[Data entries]
Begin

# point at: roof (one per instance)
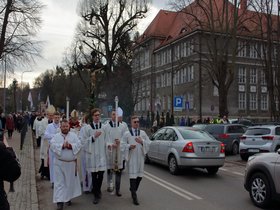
(168, 26)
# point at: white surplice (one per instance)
(86, 176)
(50, 131)
(66, 182)
(44, 147)
(136, 157)
(95, 149)
(114, 155)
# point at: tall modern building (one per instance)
(177, 53)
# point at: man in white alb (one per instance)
(65, 146)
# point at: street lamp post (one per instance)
(22, 87)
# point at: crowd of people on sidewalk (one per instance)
(102, 149)
(10, 169)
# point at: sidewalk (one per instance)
(25, 196)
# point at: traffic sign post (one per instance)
(178, 103)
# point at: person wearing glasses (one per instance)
(137, 146)
(114, 153)
(93, 140)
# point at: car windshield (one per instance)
(257, 131)
(214, 129)
(194, 134)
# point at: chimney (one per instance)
(243, 4)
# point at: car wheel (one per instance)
(235, 148)
(244, 157)
(173, 166)
(212, 170)
(147, 159)
(260, 190)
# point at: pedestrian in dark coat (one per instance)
(10, 125)
(9, 171)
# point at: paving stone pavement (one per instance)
(25, 196)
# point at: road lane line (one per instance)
(169, 188)
(238, 173)
(177, 189)
(233, 172)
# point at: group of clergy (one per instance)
(102, 148)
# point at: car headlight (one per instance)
(251, 158)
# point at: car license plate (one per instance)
(208, 149)
(253, 150)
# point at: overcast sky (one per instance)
(59, 22)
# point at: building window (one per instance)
(168, 59)
(242, 49)
(190, 100)
(177, 52)
(253, 101)
(190, 73)
(263, 81)
(276, 103)
(253, 76)
(242, 75)
(158, 82)
(253, 50)
(242, 101)
(264, 102)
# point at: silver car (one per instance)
(179, 147)
(264, 138)
(261, 178)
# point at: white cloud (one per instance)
(59, 22)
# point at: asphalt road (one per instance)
(159, 190)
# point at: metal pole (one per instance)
(67, 107)
(22, 88)
(4, 92)
(116, 103)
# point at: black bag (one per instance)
(10, 168)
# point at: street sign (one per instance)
(187, 105)
(178, 103)
(110, 108)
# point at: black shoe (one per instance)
(69, 203)
(118, 194)
(135, 201)
(95, 200)
(59, 206)
(134, 198)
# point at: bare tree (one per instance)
(268, 32)
(20, 21)
(105, 23)
(218, 22)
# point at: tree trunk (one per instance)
(223, 105)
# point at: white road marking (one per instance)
(233, 172)
(177, 190)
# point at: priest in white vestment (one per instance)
(52, 129)
(137, 145)
(114, 152)
(65, 146)
(95, 148)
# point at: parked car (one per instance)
(180, 147)
(263, 138)
(241, 121)
(228, 134)
(261, 178)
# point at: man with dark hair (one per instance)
(9, 168)
(137, 146)
(93, 139)
(65, 146)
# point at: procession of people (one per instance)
(100, 150)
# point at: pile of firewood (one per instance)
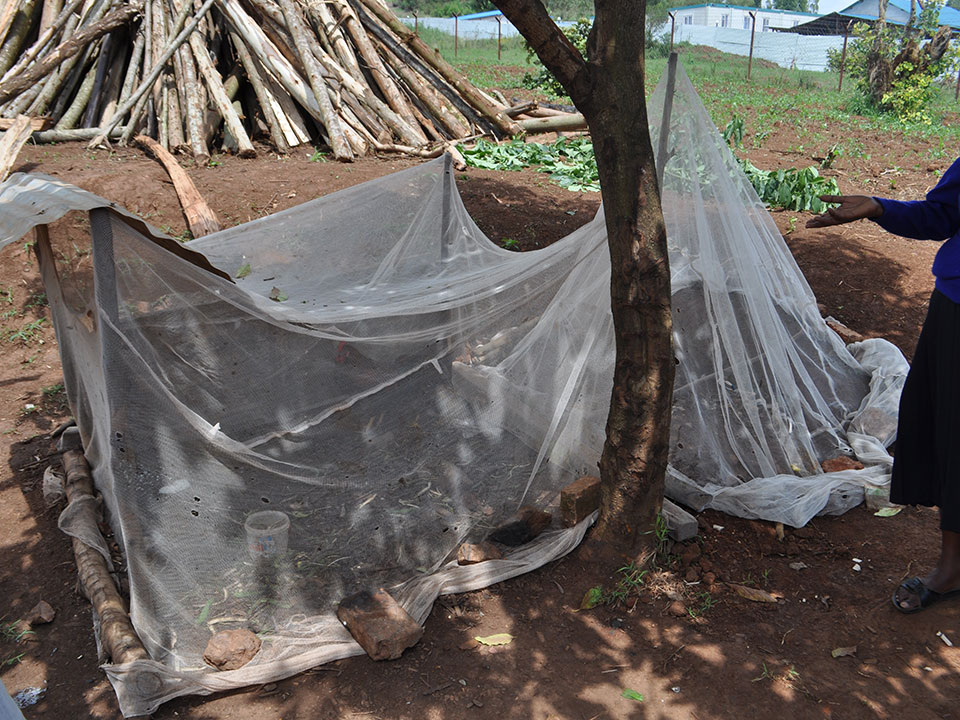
(346, 74)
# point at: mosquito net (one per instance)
(395, 384)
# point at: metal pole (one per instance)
(665, 121)
(843, 55)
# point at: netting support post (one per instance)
(499, 34)
(445, 232)
(104, 263)
(843, 54)
(665, 122)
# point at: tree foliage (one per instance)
(567, 9)
(896, 68)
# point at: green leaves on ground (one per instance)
(570, 162)
(592, 598)
(790, 189)
(572, 165)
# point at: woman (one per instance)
(926, 467)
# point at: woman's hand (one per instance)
(852, 207)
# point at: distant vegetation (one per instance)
(571, 9)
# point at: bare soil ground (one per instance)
(687, 642)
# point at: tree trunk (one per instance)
(609, 90)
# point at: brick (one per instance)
(841, 463)
(231, 649)
(471, 554)
(69, 440)
(681, 525)
(376, 621)
(579, 499)
(522, 527)
(41, 614)
(846, 334)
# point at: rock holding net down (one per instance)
(415, 386)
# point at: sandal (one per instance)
(925, 596)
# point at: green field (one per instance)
(807, 100)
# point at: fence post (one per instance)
(843, 54)
(662, 157)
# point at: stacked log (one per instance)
(198, 74)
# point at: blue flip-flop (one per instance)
(925, 596)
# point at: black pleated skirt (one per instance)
(926, 466)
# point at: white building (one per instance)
(738, 17)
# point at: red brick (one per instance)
(522, 527)
(470, 554)
(841, 463)
(579, 499)
(376, 621)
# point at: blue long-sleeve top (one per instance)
(935, 218)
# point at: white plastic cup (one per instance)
(267, 532)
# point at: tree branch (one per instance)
(553, 48)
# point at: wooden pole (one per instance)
(662, 158)
(843, 55)
(492, 112)
(147, 82)
(568, 121)
(218, 96)
(12, 142)
(120, 640)
(67, 49)
(200, 218)
(338, 141)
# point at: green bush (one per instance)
(541, 78)
(892, 68)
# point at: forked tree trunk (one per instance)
(609, 91)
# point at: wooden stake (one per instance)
(120, 640)
(219, 97)
(571, 121)
(264, 99)
(335, 133)
(12, 142)
(200, 218)
(155, 72)
(431, 56)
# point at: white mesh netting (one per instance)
(410, 385)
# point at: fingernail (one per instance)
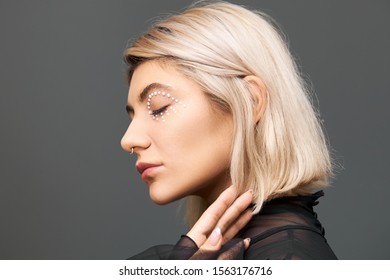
(215, 236)
(247, 242)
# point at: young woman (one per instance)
(221, 115)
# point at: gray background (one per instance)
(68, 191)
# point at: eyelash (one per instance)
(156, 113)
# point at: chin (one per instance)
(160, 197)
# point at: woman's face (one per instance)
(182, 142)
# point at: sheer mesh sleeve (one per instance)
(186, 249)
(285, 228)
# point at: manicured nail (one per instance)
(247, 242)
(215, 236)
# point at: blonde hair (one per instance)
(217, 45)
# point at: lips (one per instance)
(146, 168)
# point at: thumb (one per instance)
(214, 241)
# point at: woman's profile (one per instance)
(220, 115)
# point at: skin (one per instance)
(191, 146)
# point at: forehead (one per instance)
(152, 72)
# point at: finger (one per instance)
(247, 242)
(235, 210)
(237, 225)
(208, 221)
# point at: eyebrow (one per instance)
(148, 89)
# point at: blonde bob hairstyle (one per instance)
(217, 45)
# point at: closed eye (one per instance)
(160, 111)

End

Task brief> Please copy the lines above word for word, leaving the pictures out of your answer.

The output>
# point at: roof (one per instance)
(168, 26)
# point at: white surplice (one per instance)
(86, 176)
(50, 131)
(66, 182)
(44, 147)
(136, 157)
(95, 149)
(114, 155)
# point at: tall modern building (one per instance)
(177, 53)
# point at: man in white alb (one per instance)
(65, 146)
# point at: street lamp post (one per instance)
(22, 87)
# point at: crowd of people on sidewalk (one per instance)
(102, 149)
(10, 169)
# point at: sidewalk (one per instance)
(25, 196)
# point at: traffic sign post (one per instance)
(178, 103)
# point at: person wearing glasses (one per instance)
(137, 146)
(114, 153)
(93, 140)
# point at: car windshield (one per instance)
(257, 131)
(214, 129)
(194, 134)
# point at: chimney (one per instance)
(243, 4)
# point at: car wheel (one per instance)
(235, 148)
(244, 157)
(173, 166)
(212, 170)
(147, 159)
(260, 190)
# point at: pedestrian in dark coat (one per instance)
(10, 125)
(9, 171)
# point at: paving stone pavement (one per instance)
(25, 196)
# point at: road lane line (one per instance)
(169, 188)
(238, 173)
(177, 189)
(233, 172)
# point at: group of clergy (one per instance)
(102, 148)
# point at: car headlight (one per instance)
(251, 158)
# point at: car license plate (one per instance)
(208, 149)
(253, 150)
# point at: overcast sky (one per instance)
(59, 22)
# point at: building window (one per instance)
(168, 59)
(242, 49)
(190, 100)
(177, 52)
(253, 101)
(190, 73)
(263, 81)
(276, 103)
(253, 76)
(242, 75)
(158, 82)
(253, 50)
(242, 101)
(264, 102)
# point at: silver car (one per instance)
(179, 147)
(264, 138)
(261, 178)
# point at: white cloud (one per instance)
(59, 22)
# point at: asphalt road (one per instance)
(159, 190)
# point at: metal pole (one per instance)
(67, 107)
(22, 88)
(4, 92)
(116, 103)
# point at: black bag (one per instance)
(10, 168)
# point at: street sign (one per instance)
(187, 105)
(178, 103)
(110, 108)
# point at: black shoe (one per instance)
(69, 203)
(118, 194)
(135, 201)
(95, 200)
(59, 206)
(134, 198)
# point at: bare tree (one per instance)
(268, 32)
(20, 21)
(105, 23)
(218, 22)
# point at: tree trunk (one per instance)
(223, 105)
# point at: white road marking (one per instance)
(233, 172)
(177, 190)
# point at: priest in white vestment (one per instance)
(52, 129)
(137, 145)
(114, 152)
(65, 146)
(95, 148)
# point at: parked car (one per instance)
(180, 147)
(263, 138)
(241, 121)
(228, 134)
(261, 178)
# point at: man with dark hair (one per instance)
(9, 168)
(137, 146)
(93, 139)
(65, 146)
# point at: procession of people (one per instance)
(100, 150)
# point at: pile of firewood (one per instance)
(346, 74)
# point at: mosquito net (one per instance)
(395, 384)
# point at: metal pole (one per instance)
(665, 121)
(843, 55)
# point at: netting support post (one per instance)
(499, 34)
(445, 232)
(104, 263)
(843, 54)
(665, 122)
# point at: tree foliage (one per instance)
(567, 9)
(896, 68)
# point at: green leaves on ground (one per instance)
(570, 162)
(592, 598)
(790, 189)
(572, 165)
# point at: woman (one per instance)
(926, 467)
# point at: woman's hand (one per instance)
(852, 207)
# point at: distant vegetation (one per instance)
(571, 9)
# point at: bare soil ground (one per instance)
(687, 642)
# point at: tree trunk (one per instance)
(609, 90)
# point at: brick (one per instance)
(841, 463)
(231, 649)
(471, 554)
(69, 440)
(681, 525)
(376, 621)
(579, 499)
(522, 527)
(41, 614)
(846, 334)
# point at: rock holding net down (one per instance)
(415, 386)
# point at: sandal (one per instance)
(925, 596)
# point at: green field (one per instance)
(807, 100)
# point at: fence post (one per instance)
(843, 54)
(662, 157)
# point at: stacked log (one per instance)
(198, 74)
# point at: blue flip-flop (one per instance)
(925, 596)
# point at: black pleated skirt (one per instance)
(926, 466)
# point at: white building (one per instance)
(738, 17)
# point at: red brick (one per instance)
(522, 527)
(470, 554)
(841, 463)
(579, 499)
(376, 621)
# point at: blue long-sleeve top (one per instance)
(935, 218)
# point at: white plastic cup (one per instance)
(267, 532)
# point at: tree branch (one per instance)
(553, 48)
# point at: wooden pole (one per instance)
(662, 158)
(843, 55)
(492, 112)
(147, 82)
(568, 121)
(218, 96)
(12, 142)
(120, 640)
(67, 49)
(200, 218)
(338, 141)
# point at: green bush (one per instance)
(541, 78)
(892, 68)
# point at: forked tree trunk (one per instance)
(609, 91)
# point at: wooden stake (one per instance)
(120, 640)
(219, 97)
(571, 121)
(264, 99)
(335, 133)
(12, 142)
(200, 218)
(155, 72)
(431, 56)
# point at: white mesh netting (one per instance)
(410, 385)
# point at: fingernail (one per instance)
(215, 236)
(247, 242)
# point at: young woman (one per instance)
(221, 115)
# point at: gray background (one per instance)
(68, 191)
# point at: eyelash (one per instance)
(156, 113)
# point at: chin (one per instance)
(160, 197)
# point at: woman's face (one per instance)
(182, 142)
# point at: sheer mesh sleeve (one per instance)
(186, 249)
(285, 228)
# point at: manicured nail (one per instance)
(247, 242)
(215, 236)
# point at: blonde hair (one per instance)
(217, 45)
# point at: lips (one per instance)
(146, 168)
# point at: thumb (one per instance)
(214, 241)
# point at: woman's profile (one per instance)
(220, 115)
# point at: skin (one per instance)
(191, 146)
# point at: forehead (one per instance)
(152, 72)
# point at: finger (one per instance)
(247, 242)
(235, 210)
(237, 225)
(208, 221)
# point at: eyebrow (one per instance)
(148, 89)
# point at: blonde bob hairstyle (one per instance)
(217, 45)
# point at: closed eye (one per instance)
(160, 111)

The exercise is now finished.